Referring expression pointing data:
★ ★ ★ ★

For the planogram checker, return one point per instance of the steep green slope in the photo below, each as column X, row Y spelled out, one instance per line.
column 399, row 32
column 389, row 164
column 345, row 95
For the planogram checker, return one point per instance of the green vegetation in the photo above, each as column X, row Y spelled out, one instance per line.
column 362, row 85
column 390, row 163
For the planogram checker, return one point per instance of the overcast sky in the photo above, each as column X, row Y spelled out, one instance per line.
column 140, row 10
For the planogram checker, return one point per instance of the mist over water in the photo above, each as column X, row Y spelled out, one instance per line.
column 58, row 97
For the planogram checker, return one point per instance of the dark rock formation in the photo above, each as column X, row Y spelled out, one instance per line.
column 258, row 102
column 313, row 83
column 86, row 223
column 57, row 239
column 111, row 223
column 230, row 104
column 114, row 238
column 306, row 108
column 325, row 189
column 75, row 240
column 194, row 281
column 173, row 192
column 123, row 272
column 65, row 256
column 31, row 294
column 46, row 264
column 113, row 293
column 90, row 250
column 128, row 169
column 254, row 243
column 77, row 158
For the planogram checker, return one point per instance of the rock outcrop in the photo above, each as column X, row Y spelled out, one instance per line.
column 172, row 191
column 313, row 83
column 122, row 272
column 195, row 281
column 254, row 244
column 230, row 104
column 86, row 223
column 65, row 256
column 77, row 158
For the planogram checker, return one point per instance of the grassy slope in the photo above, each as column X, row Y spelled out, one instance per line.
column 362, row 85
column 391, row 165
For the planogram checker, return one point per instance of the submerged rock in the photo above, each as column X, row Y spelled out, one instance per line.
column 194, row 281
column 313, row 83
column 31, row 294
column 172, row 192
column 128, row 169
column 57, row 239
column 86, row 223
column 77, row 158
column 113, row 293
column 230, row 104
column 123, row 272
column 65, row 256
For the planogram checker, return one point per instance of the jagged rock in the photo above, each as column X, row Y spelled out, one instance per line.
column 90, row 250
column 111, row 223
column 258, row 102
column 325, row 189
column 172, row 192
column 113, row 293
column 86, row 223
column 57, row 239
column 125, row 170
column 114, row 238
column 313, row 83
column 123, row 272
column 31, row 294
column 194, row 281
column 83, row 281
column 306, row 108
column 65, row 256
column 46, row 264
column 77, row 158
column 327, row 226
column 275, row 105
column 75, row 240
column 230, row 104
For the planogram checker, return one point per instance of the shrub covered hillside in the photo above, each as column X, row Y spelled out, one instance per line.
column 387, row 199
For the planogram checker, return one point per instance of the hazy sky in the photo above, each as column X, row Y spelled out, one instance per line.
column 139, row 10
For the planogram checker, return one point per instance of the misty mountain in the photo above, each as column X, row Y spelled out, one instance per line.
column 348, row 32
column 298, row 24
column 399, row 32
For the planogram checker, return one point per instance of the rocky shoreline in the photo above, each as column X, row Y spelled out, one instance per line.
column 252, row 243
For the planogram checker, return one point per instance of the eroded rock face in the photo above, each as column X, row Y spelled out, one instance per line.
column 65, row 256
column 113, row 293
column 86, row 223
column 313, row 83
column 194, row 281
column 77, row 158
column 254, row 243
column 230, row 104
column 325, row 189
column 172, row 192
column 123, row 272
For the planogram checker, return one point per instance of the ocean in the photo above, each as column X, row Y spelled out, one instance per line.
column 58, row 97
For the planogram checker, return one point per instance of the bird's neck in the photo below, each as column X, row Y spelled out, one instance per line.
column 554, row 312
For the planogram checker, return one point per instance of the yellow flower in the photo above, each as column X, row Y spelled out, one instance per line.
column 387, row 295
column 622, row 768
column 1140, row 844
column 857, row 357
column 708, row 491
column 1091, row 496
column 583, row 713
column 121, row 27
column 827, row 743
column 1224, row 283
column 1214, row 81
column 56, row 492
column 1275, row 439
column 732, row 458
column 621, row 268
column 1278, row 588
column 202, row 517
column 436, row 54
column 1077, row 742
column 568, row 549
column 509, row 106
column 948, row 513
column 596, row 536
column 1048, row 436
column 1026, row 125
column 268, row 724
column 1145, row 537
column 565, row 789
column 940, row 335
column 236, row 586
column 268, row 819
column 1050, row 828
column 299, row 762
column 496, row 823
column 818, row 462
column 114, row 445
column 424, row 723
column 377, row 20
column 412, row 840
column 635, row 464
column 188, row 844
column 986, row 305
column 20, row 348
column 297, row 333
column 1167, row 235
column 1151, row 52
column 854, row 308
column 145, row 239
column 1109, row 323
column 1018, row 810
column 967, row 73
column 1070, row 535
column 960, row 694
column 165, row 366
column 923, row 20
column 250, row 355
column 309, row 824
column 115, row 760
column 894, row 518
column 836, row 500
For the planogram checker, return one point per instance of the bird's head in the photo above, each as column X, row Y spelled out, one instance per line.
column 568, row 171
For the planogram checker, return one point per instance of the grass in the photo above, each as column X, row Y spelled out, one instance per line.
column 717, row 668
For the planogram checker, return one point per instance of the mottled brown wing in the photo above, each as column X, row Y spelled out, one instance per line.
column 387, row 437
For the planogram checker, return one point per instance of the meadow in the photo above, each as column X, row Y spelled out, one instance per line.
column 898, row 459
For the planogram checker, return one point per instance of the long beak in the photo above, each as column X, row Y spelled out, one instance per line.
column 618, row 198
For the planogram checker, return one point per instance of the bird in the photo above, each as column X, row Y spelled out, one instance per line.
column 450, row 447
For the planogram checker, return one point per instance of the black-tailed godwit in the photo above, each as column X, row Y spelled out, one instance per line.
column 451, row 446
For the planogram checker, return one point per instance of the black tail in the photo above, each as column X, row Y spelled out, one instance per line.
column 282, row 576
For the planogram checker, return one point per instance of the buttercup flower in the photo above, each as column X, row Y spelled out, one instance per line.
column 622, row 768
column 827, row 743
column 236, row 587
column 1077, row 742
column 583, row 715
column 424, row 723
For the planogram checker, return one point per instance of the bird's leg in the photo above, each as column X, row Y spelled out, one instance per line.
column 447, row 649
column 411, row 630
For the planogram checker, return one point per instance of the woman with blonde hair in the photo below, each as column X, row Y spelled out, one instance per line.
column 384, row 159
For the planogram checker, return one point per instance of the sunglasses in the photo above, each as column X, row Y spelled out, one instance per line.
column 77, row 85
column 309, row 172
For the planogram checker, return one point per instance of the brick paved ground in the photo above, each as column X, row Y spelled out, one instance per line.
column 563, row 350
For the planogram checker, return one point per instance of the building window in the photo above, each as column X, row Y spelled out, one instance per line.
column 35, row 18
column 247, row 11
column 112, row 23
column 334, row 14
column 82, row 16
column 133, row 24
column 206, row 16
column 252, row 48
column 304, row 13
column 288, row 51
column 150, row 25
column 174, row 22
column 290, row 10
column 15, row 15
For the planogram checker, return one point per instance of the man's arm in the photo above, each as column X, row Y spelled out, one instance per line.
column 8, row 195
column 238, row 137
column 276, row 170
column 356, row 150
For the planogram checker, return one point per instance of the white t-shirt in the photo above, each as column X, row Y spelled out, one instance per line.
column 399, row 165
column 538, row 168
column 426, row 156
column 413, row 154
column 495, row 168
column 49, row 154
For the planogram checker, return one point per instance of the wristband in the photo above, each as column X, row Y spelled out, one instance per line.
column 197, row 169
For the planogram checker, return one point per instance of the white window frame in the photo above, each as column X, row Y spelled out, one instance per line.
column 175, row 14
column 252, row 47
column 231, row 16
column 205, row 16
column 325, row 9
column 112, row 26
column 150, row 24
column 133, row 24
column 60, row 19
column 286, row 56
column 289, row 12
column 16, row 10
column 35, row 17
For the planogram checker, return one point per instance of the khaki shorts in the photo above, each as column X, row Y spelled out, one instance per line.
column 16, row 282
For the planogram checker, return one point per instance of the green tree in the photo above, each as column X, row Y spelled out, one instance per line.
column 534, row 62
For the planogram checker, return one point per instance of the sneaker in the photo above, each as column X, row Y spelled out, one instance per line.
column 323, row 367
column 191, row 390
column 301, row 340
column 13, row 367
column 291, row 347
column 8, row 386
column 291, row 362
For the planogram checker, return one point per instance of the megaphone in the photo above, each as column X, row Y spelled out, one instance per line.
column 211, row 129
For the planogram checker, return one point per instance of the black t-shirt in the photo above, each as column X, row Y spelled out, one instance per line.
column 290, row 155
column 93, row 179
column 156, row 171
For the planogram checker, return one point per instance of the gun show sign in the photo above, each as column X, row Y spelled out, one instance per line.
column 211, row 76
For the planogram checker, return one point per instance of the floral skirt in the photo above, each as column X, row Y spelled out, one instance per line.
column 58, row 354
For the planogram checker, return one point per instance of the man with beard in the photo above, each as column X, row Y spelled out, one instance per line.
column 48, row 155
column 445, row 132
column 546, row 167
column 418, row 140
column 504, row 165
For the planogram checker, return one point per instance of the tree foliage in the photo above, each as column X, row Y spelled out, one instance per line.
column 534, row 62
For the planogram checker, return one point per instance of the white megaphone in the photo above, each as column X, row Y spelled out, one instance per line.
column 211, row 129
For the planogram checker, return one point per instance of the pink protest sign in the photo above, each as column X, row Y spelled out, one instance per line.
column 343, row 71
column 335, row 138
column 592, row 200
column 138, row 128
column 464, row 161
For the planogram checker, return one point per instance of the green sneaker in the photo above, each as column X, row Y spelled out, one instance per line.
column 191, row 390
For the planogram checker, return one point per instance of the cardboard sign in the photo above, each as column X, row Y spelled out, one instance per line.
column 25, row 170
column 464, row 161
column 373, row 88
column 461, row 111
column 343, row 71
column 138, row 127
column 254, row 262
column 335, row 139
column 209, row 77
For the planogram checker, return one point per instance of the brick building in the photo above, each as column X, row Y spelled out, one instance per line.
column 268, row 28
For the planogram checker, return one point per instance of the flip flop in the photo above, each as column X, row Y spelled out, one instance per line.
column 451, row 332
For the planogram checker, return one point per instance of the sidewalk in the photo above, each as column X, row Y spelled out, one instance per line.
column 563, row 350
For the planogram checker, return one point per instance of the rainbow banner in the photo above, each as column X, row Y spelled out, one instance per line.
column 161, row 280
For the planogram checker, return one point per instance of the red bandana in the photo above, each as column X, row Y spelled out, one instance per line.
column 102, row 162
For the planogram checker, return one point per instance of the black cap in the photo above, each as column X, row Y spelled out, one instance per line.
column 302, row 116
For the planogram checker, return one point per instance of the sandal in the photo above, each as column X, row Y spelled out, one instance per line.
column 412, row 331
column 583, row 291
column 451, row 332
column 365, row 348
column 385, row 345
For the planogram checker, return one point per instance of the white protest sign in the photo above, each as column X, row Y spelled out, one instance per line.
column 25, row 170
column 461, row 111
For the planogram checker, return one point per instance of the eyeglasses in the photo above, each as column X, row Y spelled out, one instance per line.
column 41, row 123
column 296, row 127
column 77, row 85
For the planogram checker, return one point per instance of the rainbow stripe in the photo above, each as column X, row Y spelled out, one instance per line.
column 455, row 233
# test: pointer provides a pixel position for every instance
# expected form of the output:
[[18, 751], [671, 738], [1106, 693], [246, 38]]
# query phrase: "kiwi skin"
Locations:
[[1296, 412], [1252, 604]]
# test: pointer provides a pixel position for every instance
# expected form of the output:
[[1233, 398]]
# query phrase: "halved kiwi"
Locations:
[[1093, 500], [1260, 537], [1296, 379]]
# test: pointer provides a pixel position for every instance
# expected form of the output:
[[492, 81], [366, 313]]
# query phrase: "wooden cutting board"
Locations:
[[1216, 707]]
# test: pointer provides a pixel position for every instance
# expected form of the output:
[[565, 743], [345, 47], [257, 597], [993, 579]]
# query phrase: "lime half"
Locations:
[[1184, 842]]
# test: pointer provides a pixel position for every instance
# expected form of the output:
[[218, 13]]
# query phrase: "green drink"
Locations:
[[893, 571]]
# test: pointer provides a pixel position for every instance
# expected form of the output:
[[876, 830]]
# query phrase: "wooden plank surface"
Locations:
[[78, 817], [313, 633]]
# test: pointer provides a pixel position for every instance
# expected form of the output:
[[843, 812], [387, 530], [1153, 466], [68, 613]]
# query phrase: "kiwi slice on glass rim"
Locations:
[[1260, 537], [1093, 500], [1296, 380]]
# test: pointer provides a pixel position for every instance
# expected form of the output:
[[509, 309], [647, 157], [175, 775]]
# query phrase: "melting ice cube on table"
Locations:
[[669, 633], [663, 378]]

★ ★ ★ ★

**Goal of the exercise:**
Check each line of the records for the word "query", then state how many lines have it, as a number only.

**Response below:**
8